Africa Skills Hub to strengthen gender inclusion in Ghana’s entrepreneurship ecosystem

Africa Skills Hub to strengthen gender inclusion in Ghana’s...

Africa Skills Hub in collaboration with Canada World Youth -Jeunesse Canada Monde and Global Affairs Canada have held a series of gender mainstreaming policy dialogues under the Women’s Entrepreneurship and Livelihoods Initiative (WELI).

The goal is to initiate a series of national conversations on how to integrate gender mainstreaming into national entrepreneurship policies. This would then lead Ghana into a more inclusive economic development and socio-cultural outcomes.

Gender mainstreaming advocacy is essential in driving the agenda of inclusiveness in Ghana’s Entrepreneurship ecosystem. Approximately 50% of the Ghanaian population are women, however women-owned SMEs, and their specific needs have failed to be researched and factored at various levels, hence the need to create a more level-playing field through policies.

** GOAL A **
Identify each line of the records that contains the string "branch", treating uppercase and lowercase letters as distinct, and copy every such line.
** GOAL B **
Extend the passage on gender inclusion in Ghana's entrepreneurship ecosystem, starting after its final sentence.
The passage on gender inclusion in Ghana's entrepreneurship ecosystem bears no relation to the records that come after it.

** DATASET EXTRACT **
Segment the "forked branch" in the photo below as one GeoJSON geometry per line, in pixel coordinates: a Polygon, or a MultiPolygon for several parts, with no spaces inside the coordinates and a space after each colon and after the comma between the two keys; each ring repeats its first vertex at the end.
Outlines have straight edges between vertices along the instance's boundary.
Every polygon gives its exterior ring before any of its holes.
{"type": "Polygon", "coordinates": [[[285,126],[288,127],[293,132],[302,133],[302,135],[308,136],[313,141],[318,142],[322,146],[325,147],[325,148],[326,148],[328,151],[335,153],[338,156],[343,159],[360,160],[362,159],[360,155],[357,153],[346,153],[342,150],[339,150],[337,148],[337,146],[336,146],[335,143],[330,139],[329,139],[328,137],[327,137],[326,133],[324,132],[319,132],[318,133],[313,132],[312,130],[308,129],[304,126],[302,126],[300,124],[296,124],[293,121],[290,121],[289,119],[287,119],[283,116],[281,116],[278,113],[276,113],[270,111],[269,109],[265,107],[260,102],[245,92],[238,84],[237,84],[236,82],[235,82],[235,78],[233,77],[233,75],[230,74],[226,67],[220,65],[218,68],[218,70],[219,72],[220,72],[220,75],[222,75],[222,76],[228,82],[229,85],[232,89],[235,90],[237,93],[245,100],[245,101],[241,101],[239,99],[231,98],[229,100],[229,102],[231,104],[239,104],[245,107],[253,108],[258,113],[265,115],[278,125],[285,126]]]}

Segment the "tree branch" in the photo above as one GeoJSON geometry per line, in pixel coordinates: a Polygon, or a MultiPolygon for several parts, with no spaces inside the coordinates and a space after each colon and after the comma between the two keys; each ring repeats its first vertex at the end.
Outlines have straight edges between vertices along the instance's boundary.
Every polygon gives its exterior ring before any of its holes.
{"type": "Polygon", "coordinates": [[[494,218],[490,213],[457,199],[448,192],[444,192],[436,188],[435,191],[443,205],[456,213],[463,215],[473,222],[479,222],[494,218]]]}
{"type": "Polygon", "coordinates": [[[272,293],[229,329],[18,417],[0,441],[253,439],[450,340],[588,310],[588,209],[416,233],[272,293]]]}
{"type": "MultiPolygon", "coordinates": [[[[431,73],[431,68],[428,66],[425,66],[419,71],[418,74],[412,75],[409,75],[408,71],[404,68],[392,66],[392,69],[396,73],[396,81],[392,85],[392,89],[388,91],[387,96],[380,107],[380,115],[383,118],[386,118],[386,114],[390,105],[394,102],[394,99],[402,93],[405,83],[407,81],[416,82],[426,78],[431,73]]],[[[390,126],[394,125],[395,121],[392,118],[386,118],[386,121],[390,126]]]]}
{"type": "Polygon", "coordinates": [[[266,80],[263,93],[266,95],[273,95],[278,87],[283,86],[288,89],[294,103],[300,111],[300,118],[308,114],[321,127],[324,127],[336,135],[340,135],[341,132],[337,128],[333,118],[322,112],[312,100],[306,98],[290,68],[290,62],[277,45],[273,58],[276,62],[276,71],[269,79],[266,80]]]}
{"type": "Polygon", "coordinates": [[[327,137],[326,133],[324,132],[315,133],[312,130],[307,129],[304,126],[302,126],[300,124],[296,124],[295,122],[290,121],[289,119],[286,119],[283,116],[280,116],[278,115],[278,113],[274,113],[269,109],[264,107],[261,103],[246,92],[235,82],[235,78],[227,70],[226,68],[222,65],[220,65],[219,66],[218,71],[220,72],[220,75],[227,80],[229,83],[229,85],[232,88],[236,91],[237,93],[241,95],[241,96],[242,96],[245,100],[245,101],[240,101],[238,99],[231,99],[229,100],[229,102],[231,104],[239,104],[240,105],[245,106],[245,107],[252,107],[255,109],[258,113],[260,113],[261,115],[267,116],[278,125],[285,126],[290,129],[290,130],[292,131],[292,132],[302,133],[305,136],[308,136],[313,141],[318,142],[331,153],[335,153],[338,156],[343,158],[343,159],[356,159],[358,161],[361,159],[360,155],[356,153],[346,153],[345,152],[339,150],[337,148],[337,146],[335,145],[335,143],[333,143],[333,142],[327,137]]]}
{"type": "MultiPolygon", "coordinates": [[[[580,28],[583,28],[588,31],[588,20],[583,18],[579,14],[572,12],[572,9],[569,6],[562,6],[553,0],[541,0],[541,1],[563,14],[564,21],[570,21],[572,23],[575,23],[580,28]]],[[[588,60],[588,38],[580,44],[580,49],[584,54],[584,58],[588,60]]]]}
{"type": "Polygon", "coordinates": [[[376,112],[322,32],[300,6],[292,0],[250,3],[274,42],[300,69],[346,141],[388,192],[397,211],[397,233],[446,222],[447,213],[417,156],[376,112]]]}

** WRITTEN ANSWER A **
Segment the "forked branch" in the photo below as one GeoJSON geometry per line, in pixel coordinates: a Polygon, or a MultiPolygon for several parts, with no spaces inside the coordinates and a space after each colon and after the comma between the two keys; each ring repeats its first vertex at the end.
Segment the "tree branch" in the photo above as one GeoJSON geometry per line, in pixel coordinates: a Polygon, or a MultiPolygon for several parts, with no spaces inside the coordinates and a space after each colon and after the comma between the two keys; each ring repeats its first vertex at the end.

** WRITTEN ANSWER B **
According to the Director of Business and Policy at the National Entrepreneurship and Innovation Plan Ghana, Franklin Owusu Karikari, understanding the dynamic roles in gender inclusiveness plays a role in economic development.

He believes economic development cannot be achieved without the active participation of women in all aspects of life, hence the need to draft a startup policy that makes provisions for women to be able to compete in the space of men.

Speaking on the sidelines of the Women’s Entrepreneurship and Livelihoods Initiative (WELI) Policy Ecosystem Consultation Session, he said “women are looking for affordable financing because they want their business to strive irrespective of their domestic issues. To bridge the gap between entrepreneurs and policy leaders, informal means must also be employed aside from the formal means.”

The Board Chairperson of Social Enterprise Ghana and CEO of Impact Investing Ghana, Amma Lartey for her part said access to finance is one of the challenges of gender consideration, leading to very little women in entrepreneur.

“Working with local associations can bridge the gap between entrepreneurs and policy leaders. Gender equality matters because we want to live in a world that provides an equal opportunity for all,” she emphasized.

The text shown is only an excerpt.